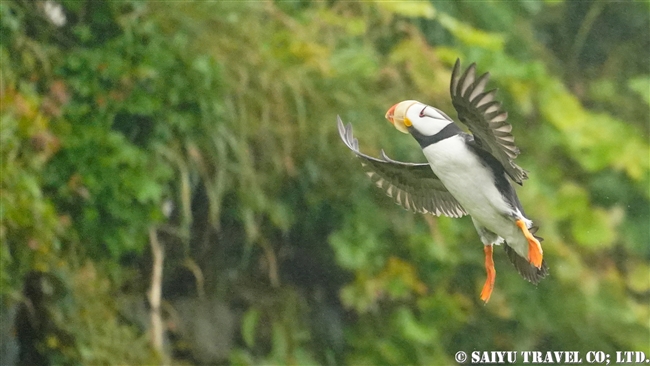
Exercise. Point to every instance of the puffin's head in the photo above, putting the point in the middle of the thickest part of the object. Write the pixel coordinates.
(425, 119)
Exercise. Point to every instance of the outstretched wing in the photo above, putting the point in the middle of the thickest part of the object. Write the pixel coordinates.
(413, 186)
(484, 117)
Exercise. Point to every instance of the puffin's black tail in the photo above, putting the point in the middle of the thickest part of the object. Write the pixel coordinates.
(526, 269)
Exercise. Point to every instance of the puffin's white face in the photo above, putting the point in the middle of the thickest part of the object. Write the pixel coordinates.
(425, 119)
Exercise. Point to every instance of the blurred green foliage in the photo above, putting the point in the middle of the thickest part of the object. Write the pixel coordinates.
(226, 111)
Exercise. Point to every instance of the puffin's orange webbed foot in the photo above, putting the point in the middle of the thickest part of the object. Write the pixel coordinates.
(491, 274)
(535, 252)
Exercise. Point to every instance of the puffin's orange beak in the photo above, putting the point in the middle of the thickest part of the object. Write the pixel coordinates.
(391, 113)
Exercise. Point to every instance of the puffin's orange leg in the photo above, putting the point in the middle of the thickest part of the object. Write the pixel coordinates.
(535, 252)
(491, 274)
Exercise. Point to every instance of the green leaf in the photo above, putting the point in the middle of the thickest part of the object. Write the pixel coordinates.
(411, 9)
(249, 326)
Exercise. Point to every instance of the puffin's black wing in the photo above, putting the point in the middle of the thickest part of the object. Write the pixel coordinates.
(484, 117)
(413, 186)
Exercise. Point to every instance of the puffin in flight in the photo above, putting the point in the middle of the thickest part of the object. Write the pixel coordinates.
(466, 174)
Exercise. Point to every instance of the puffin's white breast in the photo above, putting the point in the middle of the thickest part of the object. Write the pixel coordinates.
(472, 184)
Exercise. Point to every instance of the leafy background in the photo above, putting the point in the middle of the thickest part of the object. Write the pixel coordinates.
(209, 127)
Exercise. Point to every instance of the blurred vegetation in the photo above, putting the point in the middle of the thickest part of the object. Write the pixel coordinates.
(213, 124)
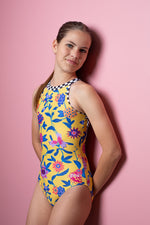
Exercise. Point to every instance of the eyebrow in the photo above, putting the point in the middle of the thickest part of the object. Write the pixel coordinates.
(76, 45)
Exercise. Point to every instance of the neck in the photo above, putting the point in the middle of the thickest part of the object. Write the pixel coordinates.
(60, 78)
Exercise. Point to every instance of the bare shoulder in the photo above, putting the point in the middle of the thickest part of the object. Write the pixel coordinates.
(86, 93)
(33, 100)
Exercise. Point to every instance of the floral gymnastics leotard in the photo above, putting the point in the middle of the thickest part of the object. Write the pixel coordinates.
(63, 132)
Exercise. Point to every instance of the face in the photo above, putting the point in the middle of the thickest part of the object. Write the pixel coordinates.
(71, 52)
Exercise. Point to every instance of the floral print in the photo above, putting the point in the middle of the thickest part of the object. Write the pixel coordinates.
(76, 176)
(63, 132)
(74, 133)
(58, 166)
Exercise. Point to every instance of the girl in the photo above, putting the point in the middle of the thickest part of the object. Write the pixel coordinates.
(63, 107)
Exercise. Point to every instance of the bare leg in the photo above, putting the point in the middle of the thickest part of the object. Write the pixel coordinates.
(40, 209)
(72, 208)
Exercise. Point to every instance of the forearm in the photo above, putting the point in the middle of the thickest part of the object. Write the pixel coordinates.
(106, 165)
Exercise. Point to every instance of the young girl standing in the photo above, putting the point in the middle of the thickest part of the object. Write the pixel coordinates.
(63, 107)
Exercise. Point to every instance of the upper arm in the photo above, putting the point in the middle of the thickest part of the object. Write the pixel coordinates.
(35, 125)
(92, 105)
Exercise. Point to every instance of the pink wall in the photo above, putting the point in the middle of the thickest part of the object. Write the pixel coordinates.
(121, 75)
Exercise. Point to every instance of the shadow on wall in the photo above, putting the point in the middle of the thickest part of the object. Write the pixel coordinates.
(95, 53)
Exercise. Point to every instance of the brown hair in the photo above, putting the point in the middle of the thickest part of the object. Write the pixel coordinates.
(64, 29)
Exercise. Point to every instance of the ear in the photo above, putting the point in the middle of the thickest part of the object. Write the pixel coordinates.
(54, 46)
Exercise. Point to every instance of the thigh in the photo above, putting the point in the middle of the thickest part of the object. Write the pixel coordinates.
(40, 209)
(73, 207)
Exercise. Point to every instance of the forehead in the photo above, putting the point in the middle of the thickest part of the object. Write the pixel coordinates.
(79, 37)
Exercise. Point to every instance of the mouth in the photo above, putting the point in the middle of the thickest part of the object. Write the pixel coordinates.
(72, 62)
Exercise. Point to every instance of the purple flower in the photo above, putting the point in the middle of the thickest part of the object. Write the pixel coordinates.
(46, 188)
(44, 172)
(61, 99)
(58, 142)
(40, 118)
(74, 133)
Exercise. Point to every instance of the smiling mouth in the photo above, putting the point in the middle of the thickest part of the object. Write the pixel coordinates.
(72, 62)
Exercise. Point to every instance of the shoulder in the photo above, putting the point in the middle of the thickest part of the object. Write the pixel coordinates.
(85, 92)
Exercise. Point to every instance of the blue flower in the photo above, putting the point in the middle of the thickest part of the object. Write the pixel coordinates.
(61, 190)
(40, 118)
(61, 99)
(46, 188)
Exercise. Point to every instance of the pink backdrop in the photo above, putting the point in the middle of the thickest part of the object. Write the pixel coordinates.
(121, 75)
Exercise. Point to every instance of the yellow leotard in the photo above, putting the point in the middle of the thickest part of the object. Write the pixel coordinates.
(63, 132)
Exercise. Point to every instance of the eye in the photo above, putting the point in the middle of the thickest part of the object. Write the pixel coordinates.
(69, 45)
(83, 50)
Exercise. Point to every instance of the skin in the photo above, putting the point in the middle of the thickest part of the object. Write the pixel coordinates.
(70, 54)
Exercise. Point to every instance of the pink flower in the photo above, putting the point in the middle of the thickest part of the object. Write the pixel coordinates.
(55, 190)
(44, 172)
(58, 166)
(76, 176)
(74, 133)
(58, 142)
(83, 148)
(84, 160)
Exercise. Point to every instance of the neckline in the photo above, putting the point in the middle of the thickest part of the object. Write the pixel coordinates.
(62, 85)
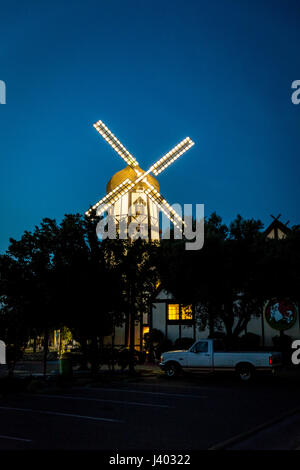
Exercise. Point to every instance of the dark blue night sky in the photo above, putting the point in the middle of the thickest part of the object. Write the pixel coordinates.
(155, 72)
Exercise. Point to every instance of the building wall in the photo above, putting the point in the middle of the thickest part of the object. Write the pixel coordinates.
(257, 325)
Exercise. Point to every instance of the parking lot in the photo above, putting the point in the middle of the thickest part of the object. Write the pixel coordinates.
(191, 413)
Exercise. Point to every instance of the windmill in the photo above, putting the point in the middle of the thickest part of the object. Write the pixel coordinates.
(133, 194)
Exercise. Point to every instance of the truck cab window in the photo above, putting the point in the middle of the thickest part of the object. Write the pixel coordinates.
(202, 346)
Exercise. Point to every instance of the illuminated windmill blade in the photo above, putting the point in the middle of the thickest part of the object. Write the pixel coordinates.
(111, 197)
(165, 207)
(171, 156)
(115, 143)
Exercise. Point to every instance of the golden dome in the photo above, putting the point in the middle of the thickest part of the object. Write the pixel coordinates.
(130, 173)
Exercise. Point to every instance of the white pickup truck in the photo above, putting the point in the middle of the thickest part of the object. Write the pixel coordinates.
(208, 355)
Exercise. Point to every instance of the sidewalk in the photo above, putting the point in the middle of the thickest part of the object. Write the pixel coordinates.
(35, 368)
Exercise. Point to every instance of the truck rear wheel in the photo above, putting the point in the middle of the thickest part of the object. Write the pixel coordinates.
(245, 372)
(172, 370)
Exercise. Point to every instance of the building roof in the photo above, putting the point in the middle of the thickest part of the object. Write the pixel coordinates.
(130, 173)
(277, 230)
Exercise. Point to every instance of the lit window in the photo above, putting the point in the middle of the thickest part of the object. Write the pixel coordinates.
(173, 312)
(186, 312)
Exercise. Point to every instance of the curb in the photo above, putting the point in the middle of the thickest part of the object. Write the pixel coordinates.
(251, 432)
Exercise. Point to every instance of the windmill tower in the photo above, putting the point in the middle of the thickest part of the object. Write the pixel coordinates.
(133, 194)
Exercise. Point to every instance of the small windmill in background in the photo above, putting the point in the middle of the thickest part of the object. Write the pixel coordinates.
(133, 194)
(277, 229)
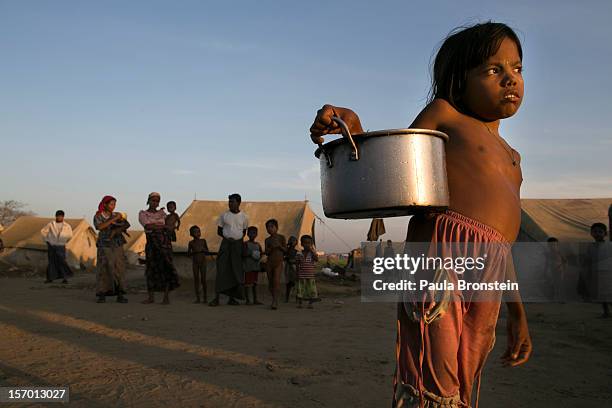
========================
Problem description. Copy out exactly the lines between the line containing "Exercise. Point to every instance of the white" and the end of the entries, including both, and leave the pictures behind.

Written answer.
Exercise. Point to every instance of the white pickup truck in the photo above, putting the point in the middle of the thickest part of the object. Write the pixel coordinates.
(208, 355)
Exercise. Point to every instance of the sidewalk in the photo above, putting the point in the middle of the thickest part of the object. Write the pixel coordinates.
(35, 368)
Exercise. Point to every instance of the truck rear wheel in the photo above, putting the point in the middle of the thickest part of the object. Write the pixel coordinates.
(245, 372)
(172, 370)
Exercise. Point to every instance of the building roof in the photo above, putting the point in the middle of the thickest part of the object. Write the pixel coordinates.
(130, 173)
(277, 230)
Exercise. Point to every instance of the lit window in the photo above, putting the point in the middle of the thickest part of the object. Write the pixel coordinates.
(173, 312)
(186, 312)
Exercise. Point to every instance of the curb in the photo above, putting the point in the middle of the thickest part of the object. Write the pixel coordinates.
(251, 432)
Exercise. Point to every instance of the windmill tower in the photo above, putting the point in the middle of the thickest part of the object. Write the pixel coordinates.
(133, 194)
Exercise. Point to every instance of the small windmill in background in the photo above, putting the point in the middle of the thickest part of the object. Write the pixel coordinates.
(133, 194)
(277, 229)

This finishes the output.